• [WHAT TO WORK ON]: Copy the passage of the prolapse surgery article word for word, from "Kamis, 07 Februari" up to and including "10 - 12 cm.".

Kamis, 07 Februari 2008

Laparoscopic Surgery for Uterovaginal and Vaginal Prolapse



The prolapse of uterus and vagina is one of the most frustrating and embarrassing disorders confronting the modern woman, who, with increased life expectancy, is interested in maintaining her femininity and capacity for sexual activity.


A prolapsed uterus or vagina is just a manifestation of the break down in the pelvic floor supporting system, and it is nearly coexists with other type of genital prolapse such as cystocele, rectocele, and enterocele. Therefore, the reconstructive surgery for uterovaginal or vaginal prolapse is just a part of the total repair of the pelvic floor, which is necessary for restoration of the normal anatomy and function. The length of the vagina in a normal adult female is approximately 10 - 12 cm.


In a standing female, her lower 1/3 of the vagina is pointing 90 degree to the floor and her upper 2/3 of vagina is in an angle almost parallel to the floor and directly toward her lower backbone. The vagina is basically supported on three different levels in the pelvis. The support of the upper 1/3 of vagina comes from the uterosacral ligaments, a pair of very strong fibromuscular structures that originate from lateral aspects of sacrum (the lowest part of our spine), going around the rectum and attaching to the cervix (the mouth of womb), and upper part of vagina.


These ligaments pull the top of vagina and cervix toward the sacrum and forms the normal axis of vagina. The middle third of the vagina is held in place by the lateral attachments of the fascia to the pelvic side wall. The lower third of vagina is blending into and merging with the fibromuscular tissue surrounding the opening of the vagina and anus.


It is of utmost importance for the readers to understand that the uterus, per se, has no bearing or effect on the vaginal support. In other words, a hysterectomy should not be considered as part of repair surgery for uterovaginal or vaginal prolapse unless there is distinct pathology of the uterus. In order to restore the vaginal depth and axis, all three levels of support must be attended at the time of surgery.

• [THE DATA]:
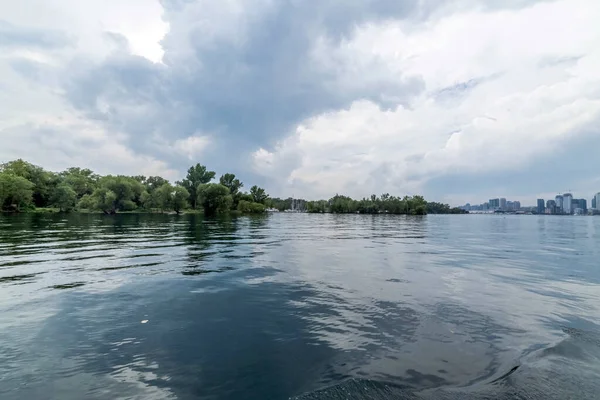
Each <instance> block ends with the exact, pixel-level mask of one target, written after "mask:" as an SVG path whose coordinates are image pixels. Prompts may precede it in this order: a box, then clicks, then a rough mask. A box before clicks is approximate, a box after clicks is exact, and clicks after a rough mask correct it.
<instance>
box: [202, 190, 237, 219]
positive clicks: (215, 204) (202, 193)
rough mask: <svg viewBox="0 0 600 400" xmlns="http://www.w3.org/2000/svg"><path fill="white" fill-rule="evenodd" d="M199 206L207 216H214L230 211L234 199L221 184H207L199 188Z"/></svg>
mask: <svg viewBox="0 0 600 400" xmlns="http://www.w3.org/2000/svg"><path fill="white" fill-rule="evenodd" d="M197 204H199V205H201V206H202V207H203V208H204V213H205V214H207V215H213V214H216V213H222V212H226V211H228V210H229V209H230V208H231V205H232V204H233V199H232V197H231V194H230V193H229V189H227V187H225V186H223V185H221V184H219V183H206V184H203V185H200V186H198V199H197Z"/></svg>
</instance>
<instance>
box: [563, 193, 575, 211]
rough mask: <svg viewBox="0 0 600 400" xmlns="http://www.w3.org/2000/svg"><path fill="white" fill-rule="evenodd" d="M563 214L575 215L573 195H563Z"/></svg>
mask: <svg viewBox="0 0 600 400" xmlns="http://www.w3.org/2000/svg"><path fill="white" fill-rule="evenodd" d="M563 212H564V213H565V214H573V195H572V194H571V193H565V194H563Z"/></svg>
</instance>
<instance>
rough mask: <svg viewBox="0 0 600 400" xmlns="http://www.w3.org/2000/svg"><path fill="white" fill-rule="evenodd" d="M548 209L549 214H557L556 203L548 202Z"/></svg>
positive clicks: (552, 202) (546, 205)
mask: <svg viewBox="0 0 600 400" xmlns="http://www.w3.org/2000/svg"><path fill="white" fill-rule="evenodd" d="M546 209H547V210H548V213H550V214H556V201H554V200H548V201H547V202H546Z"/></svg>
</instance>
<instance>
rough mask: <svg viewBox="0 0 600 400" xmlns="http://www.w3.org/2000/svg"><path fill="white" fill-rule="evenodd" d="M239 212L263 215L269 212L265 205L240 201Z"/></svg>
mask: <svg viewBox="0 0 600 400" xmlns="http://www.w3.org/2000/svg"><path fill="white" fill-rule="evenodd" d="M237 210H238V211H240V212H242V213H244V214H262V213H264V212H266V211H267V207H266V206H265V205H264V204H260V203H254V202H250V201H246V200H240V202H239V204H238V206H237Z"/></svg>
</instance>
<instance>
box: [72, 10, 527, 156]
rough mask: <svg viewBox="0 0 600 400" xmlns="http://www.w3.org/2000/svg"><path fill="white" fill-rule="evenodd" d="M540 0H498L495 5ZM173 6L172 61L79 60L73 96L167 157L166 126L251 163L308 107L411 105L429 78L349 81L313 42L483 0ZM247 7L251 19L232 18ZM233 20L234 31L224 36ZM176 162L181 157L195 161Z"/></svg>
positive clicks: (175, 135)
mask: <svg viewBox="0 0 600 400" xmlns="http://www.w3.org/2000/svg"><path fill="white" fill-rule="evenodd" d="M531 3H534V1H517V0H514V1H508V2H507V1H503V2H500V1H493V2H487V3H486V5H485V7H492V8H495V7H515V6H519V7H520V6H525V5H527V4H531ZM161 4H162V5H163V7H164V9H165V14H164V19H165V21H166V22H168V23H169V24H170V32H169V33H168V34H167V36H166V37H165V38H164V40H163V42H162V44H163V48H164V51H165V54H164V58H163V60H164V65H157V64H152V63H151V62H150V61H148V60H146V59H144V58H141V57H136V56H132V55H131V54H127V53H126V52H123V51H120V52H116V53H115V54H113V55H112V56H111V57H109V58H107V59H106V60H105V61H104V62H103V63H101V64H87V63H86V62H83V61H81V60H79V61H78V62H76V63H74V64H73V65H72V68H71V70H72V71H73V73H72V74H70V76H69V77H68V79H67V83H66V88H67V98H68V100H70V102H71V103H72V104H73V105H74V106H75V107H78V108H79V109H81V110H83V111H84V112H85V113H87V114H88V115H89V116H91V117H93V118H96V119H99V120H103V121H105V123H106V124H107V126H108V127H109V128H112V129H119V130H121V131H124V132H126V133H128V134H129V135H130V146H131V147H132V148H133V149H134V150H135V151H139V152H143V153H154V154H155V155H159V156H160V157H166V155H165V154H163V155H160V154H159V153H160V149H157V148H156V146H155V145H153V144H152V141H151V138H152V137H155V135H156V133H159V134H160V135H163V136H166V137H168V138H169V139H170V140H176V139H179V138H184V137H187V136H190V135H193V134H197V133H198V132H200V133H211V134H212V135H213V138H216V143H215V144H214V146H213V150H214V151H213V152H211V154H210V155H208V160H207V161H206V162H208V161H212V162H213V163H219V162H221V161H222V159H223V157H226V158H228V159H229V160H228V162H227V163H224V164H227V165H229V166H231V165H232V159H233V161H234V162H235V161H236V160H237V161H239V162H242V160H244V161H245V160H246V159H245V158H244V157H243V155H244V154H247V153H248V152H249V151H251V150H255V149H256V148H258V147H261V146H262V147H266V148H271V146H272V145H273V144H274V143H275V142H276V141H277V140H278V139H281V138H282V137H285V136H287V135H289V134H290V130H291V129H293V127H294V126H295V125H296V124H297V123H298V122H300V121H302V120H303V119H305V118H307V117H310V116H313V115H316V114H319V113H322V112H326V111H329V110H337V109H341V108H347V107H348V106H349V105H350V104H351V103H352V102H353V101H355V100H360V99H368V100H371V101H374V102H375V103H377V104H379V105H380V107H382V108H386V109H387V108H393V107H395V106H397V105H398V104H402V105H404V106H405V107H410V101H411V99H412V98H413V97H414V96H415V95H418V94H419V93H421V92H422V91H423V90H424V89H425V87H424V82H423V81H422V79H421V78H420V77H419V76H397V77H395V79H394V82H389V80H387V79H386V78H384V77H382V78H378V77H377V76H371V77H370V79H369V80H368V81H366V82H364V83H363V82H356V83H354V82H353V84H352V85H343V84H341V83H340V82H339V76H338V74H337V73H336V71H335V70H333V71H329V70H326V69H323V68H320V67H318V66H315V65H314V62H313V60H312V58H311V57H312V54H311V52H312V50H313V46H314V44H315V42H316V41H317V40H318V39H319V38H326V40H329V41H332V42H333V43H336V42H340V41H342V40H343V39H344V38H347V37H348V36H349V35H351V34H352V31H353V29H354V28H355V27H356V26H359V25H361V24H364V23H368V22H372V23H378V22H382V21H386V20H399V19H400V20H405V21H413V20H415V21H419V20H423V19H425V18H428V17H430V16H432V15H434V14H435V13H436V12H437V11H439V10H441V9H443V10H448V11H447V12H453V10H455V9H461V8H464V7H467V6H473V5H475V4H480V2H474V1H469V0H465V1H442V2H439V1H419V0H409V1H397V0H379V1H378V0H371V1H359V0H353V1H341V0H330V1H318V2H304V1H302V2H301V1H292V0H289V1H277V2H269V1H258V0H256V1H247V2H240V3H239V4H241V5H239V7H241V8H242V10H241V11H240V10H238V9H235V10H233V11H231V10H227V9H226V7H229V6H231V4H235V2H232V3H231V4H230V3H227V4H225V3H214V2H203V1H193V0H163V1H162V2H161ZM215 4H217V5H215ZM236 12H239V13H240V14H241V16H242V17H240V18H239V19H237V20H236V19H234V20H233V21H232V20H231V19H230V17H231V15H232V13H236ZM440 12H441V11H440ZM219 18H223V21H221V20H219ZM228 24H229V25H228ZM227 29H229V30H231V31H233V34H231V35H229V34H223V35H219V34H215V31H217V33H219V32H221V30H227ZM231 36H233V39H232V37H231ZM373 67H374V70H375V68H376V67H377V65H374V66H373ZM170 161H171V162H172V163H173V164H174V166H176V167H181V166H182V165H178V163H182V164H183V163H185V164H187V163H188V160H177V159H171V160H170Z"/></svg>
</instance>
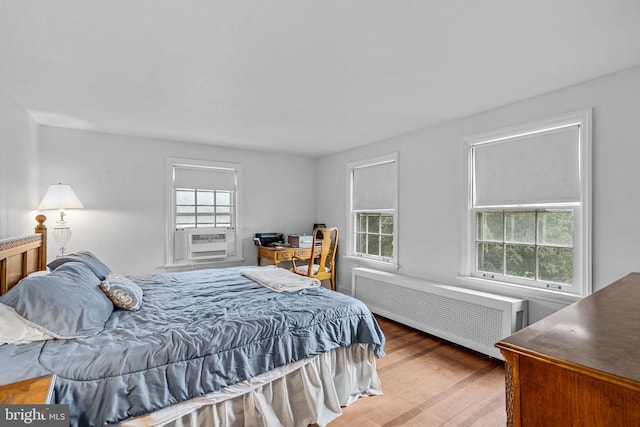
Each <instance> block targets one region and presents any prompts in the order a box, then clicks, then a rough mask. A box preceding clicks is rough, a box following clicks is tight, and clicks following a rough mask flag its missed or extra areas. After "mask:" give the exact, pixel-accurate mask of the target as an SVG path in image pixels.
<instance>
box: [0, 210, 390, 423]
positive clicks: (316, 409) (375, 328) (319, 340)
mask: <svg viewBox="0 0 640 427" xmlns="http://www.w3.org/2000/svg"><path fill="white" fill-rule="evenodd" d="M37 220H38V222H39V224H38V227H36V234H35V235H33V236H28V237H24V238H17V239H5V240H4V241H0V267H1V268H0V280H1V282H0V286H1V288H0V291H1V293H2V294H3V296H1V297H0V302H2V305H3V307H4V308H3V309H4V311H5V312H6V311H11V310H13V311H14V312H15V313H13V314H14V315H17V317H18V318H19V320H21V321H22V322H23V323H25V324H26V325H27V329H29V328H31V329H34V330H31V329H29V330H30V331H31V332H33V333H34V334H35V335H36V336H35V338H33V337H31V338H33V340H32V342H29V340H26V342H21V343H20V344H17V343H8V344H4V345H0V384H8V383H12V382H15V381H19V380H23V379H26V378H33V377H37V376H40V375H48V374H55V384H54V391H55V403H57V404H67V405H69V412H70V418H71V420H70V421H71V425H81V426H84V425H106V424H122V425H130V426H138V425H145V426H146V425H167V426H191V425H193V426H216V425H221V426H234V425H238V426H242V425H258V426H259V425H265V426H271V425H290V426H298V425H302V426H304V425H309V424H318V425H326V424H328V423H329V422H330V421H331V420H333V419H335V418H336V417H338V416H339V415H340V414H341V409H340V408H341V407H342V406H347V405H349V404H351V403H353V402H354V401H356V400H357V399H358V398H359V397H361V396H367V395H375V394H381V393H382V391H381V385H380V381H379V378H378V376H377V373H376V368H375V359H376V358H377V357H380V356H382V355H383V346H384V336H383V334H382V332H381V331H380V329H379V327H378V324H377V323H376V321H375V318H374V317H373V315H372V314H371V312H370V311H369V310H368V309H367V308H366V306H364V304H362V303H361V302H359V301H357V300H355V299H353V298H351V297H348V296H346V295H342V294H340V293H337V292H333V291H330V290H328V289H325V288H322V287H308V288H304V289H301V290H296V291H295V292H274V291H273V290H271V289H269V288H267V287H265V286H262V285H261V284H259V283H257V282H255V281H254V280H251V279H249V278H248V277H246V276H245V275H244V274H242V273H243V271H242V270H243V268H239V267H235V268H226V269H217V270H216V269H209V270H195V271H188V272H177V273H160V274H149V275H145V276H138V277H125V276H121V275H118V274H117V273H116V272H112V271H109V272H108V274H107V271H106V270H108V267H107V266H105V265H104V264H103V263H102V262H101V261H100V260H99V259H97V258H96V257H95V256H94V255H93V254H91V253H90V252H87V253H82V254H83V255H82V256H81V257H80V258H74V256H68V257H66V258H64V259H62V260H61V259H60V258H56V260H54V261H53V262H51V263H49V266H50V267H53V271H52V272H50V273H48V274H41V273H39V272H41V271H43V270H45V269H46V265H45V264H46V250H45V248H46V227H45V226H44V217H43V216H38V218H37ZM86 254H89V255H90V256H91V257H89V258H87V256H88V255H86ZM92 257H93V258H95V260H94V259H93V258H92ZM100 276H103V277H100ZM105 283H106V284H107V285H109V286H112V285H113V288H116V289H117V290H121V289H120V288H124V289H125V290H132V289H133V292H130V294H126V292H125V296H127V295H128V296H129V297H131V295H133V297H132V298H129V299H128V300H126V301H124V300H123V301H124V302H123V301H120V300H118V297H119V296H120V297H122V293H120V294H117V292H116V293H115V294H117V295H114V293H113V292H112V293H109V292H108V290H109V289H104V292H103V290H101V289H100V286H102V287H103V288H104V287H105ZM129 284H132V285H131V287H130V288H127V286H129ZM118 285H122V286H120V288H118ZM125 285H126V286H125ZM107 288H108V286H107ZM138 290H139V291H140V293H139V294H138V293H137V291H138ZM107 295H108V296H109V297H108V298H107ZM121 299H122V298H121ZM124 299H126V298H124ZM105 300H106V301H107V302H108V304H107V303H105ZM132 301H133V305H132ZM119 303H123V304H124V305H123V306H122V307H123V308H119V306H117V304H119ZM127 304H129V305H127ZM136 304H137V307H136ZM7 307H9V309H7ZM132 307H133V308H132ZM130 308H131V309H130ZM0 319H2V317H0ZM25 319H26V320H25ZM14 320H15V319H14ZM40 323H43V324H44V326H43V325H41V324H40ZM1 327H2V325H0V328H1ZM38 333H39V334H43V336H38V335H37V334H38ZM31 338H30V339H31Z"/></svg>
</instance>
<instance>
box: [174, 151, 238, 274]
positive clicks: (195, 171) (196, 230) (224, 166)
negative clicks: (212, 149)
mask: <svg viewBox="0 0 640 427" xmlns="http://www.w3.org/2000/svg"><path fill="white" fill-rule="evenodd" d="M167 167H168V176H169V181H170V182H169V185H168V187H169V194H168V200H169V201H170V202H169V203H168V215H167V216H168V232H167V254H168V257H167V258H168V263H167V264H168V265H176V264H178V265H179V264H185V263H186V264H194V263H199V262H215V261H229V260H233V259H235V258H238V254H239V248H238V245H237V244H236V241H237V239H236V230H237V228H238V224H237V222H238V207H237V200H238V180H239V173H240V167H239V165H238V164H235V163H220V162H207V161H199V160H188V159H176V158H171V159H168V163H167Z"/></svg>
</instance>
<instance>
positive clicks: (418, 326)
mask: <svg viewBox="0 0 640 427" xmlns="http://www.w3.org/2000/svg"><path fill="white" fill-rule="evenodd" d="M351 294H352V295H353V296H354V297H355V298H357V299H359V300H361V301H362V302H364V303H365V304H367V306H369V308H370V309H371V311H372V312H374V313H376V314H379V315H381V316H384V317H387V318H389V319H391V320H395V321H397V322H400V323H403V324H405V325H408V326H411V327H413V328H416V329H419V330H421V331H424V332H426V333H428V334H431V335H434V336H437V337H440V338H442V339H445V340H447V341H451V342H453V343H456V344H459V345H461V346H463V347H467V348H470V349H473V350H476V351H479V352H481V353H484V354H487V355H489V356H492V357H495V358H498V359H501V360H504V358H503V357H502V355H501V354H500V351H499V350H498V349H497V348H496V347H495V346H494V344H495V343H496V342H498V341H500V340H501V339H503V338H505V337H507V336H509V335H511V334H513V333H514V332H516V331H518V330H520V329H522V328H523V327H524V326H526V322H527V301H526V300H521V299H516V298H510V297H505V296H502V295H495V294H490V293H487V292H479V291H474V290H470V289H465V288H459V287H455V286H448V285H442V284H438V283H433V282H428V281H426V280H420V279H415V278H411V277H407V276H402V275H399V274H393V273H386V272H381V271H377V270H372V269H369V268H354V269H353V272H352V288H351Z"/></svg>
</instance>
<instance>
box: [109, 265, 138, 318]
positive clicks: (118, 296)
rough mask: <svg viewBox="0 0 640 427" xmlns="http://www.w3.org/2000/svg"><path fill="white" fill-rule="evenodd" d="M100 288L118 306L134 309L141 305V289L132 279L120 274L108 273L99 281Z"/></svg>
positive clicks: (129, 310) (137, 309) (135, 308)
mask: <svg viewBox="0 0 640 427" xmlns="http://www.w3.org/2000/svg"><path fill="white" fill-rule="evenodd" d="M100 289H102V292H104V293H105V294H106V295H107V296H108V297H109V299H110V300H111V301H112V302H113V305H115V306H116V307H118V308H122V309H124V310H129V311H136V310H140V306H142V289H140V286H138V285H137V284H136V283H135V282H134V281H133V280H131V279H129V278H127V277H124V276H122V275H120V274H115V273H109V275H108V276H107V278H106V280H103V281H102V283H100Z"/></svg>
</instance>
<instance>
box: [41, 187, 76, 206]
mask: <svg viewBox="0 0 640 427" xmlns="http://www.w3.org/2000/svg"><path fill="white" fill-rule="evenodd" d="M74 208H75V209H80V208H84V205H83V204H82V202H81V201H80V199H78V196H77V195H76V193H75V191H73V188H71V186H70V185H66V184H53V185H50V186H49V188H48V189H47V192H46V193H44V197H43V198H42V201H41V202H40V206H38V209H39V210H47V209H74Z"/></svg>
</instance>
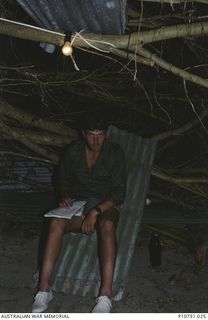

• [OUTPUT OF THE EXERCISE]:
Kamis, 07 Februari 2008

Laparoscopic Surgery for Uterovaginal and Vaginal Prolapse



The prolapse of uterus and vagina is one of the most frustrating and embarrassing disorders confronting the modern woman, who, with increased life expectancy, is interested in maintaining her femininity and capacity for sexual activity.


A prolapsed uterus or vagina is just a manifestation of the break down in the pelvic floor supporting system, and it is nearly coexists with other type of genital prolapse such as cystocele, rectocele, and enterocele. Therefore, the reconstructive surgery for uterovaginal or vaginal prolapse is just a part of the total repair of the pelvic floor, which is necessary for restoration of the normal anatomy and function. The length of the vagina in a normal adult female is approximately 10 - 12 cm.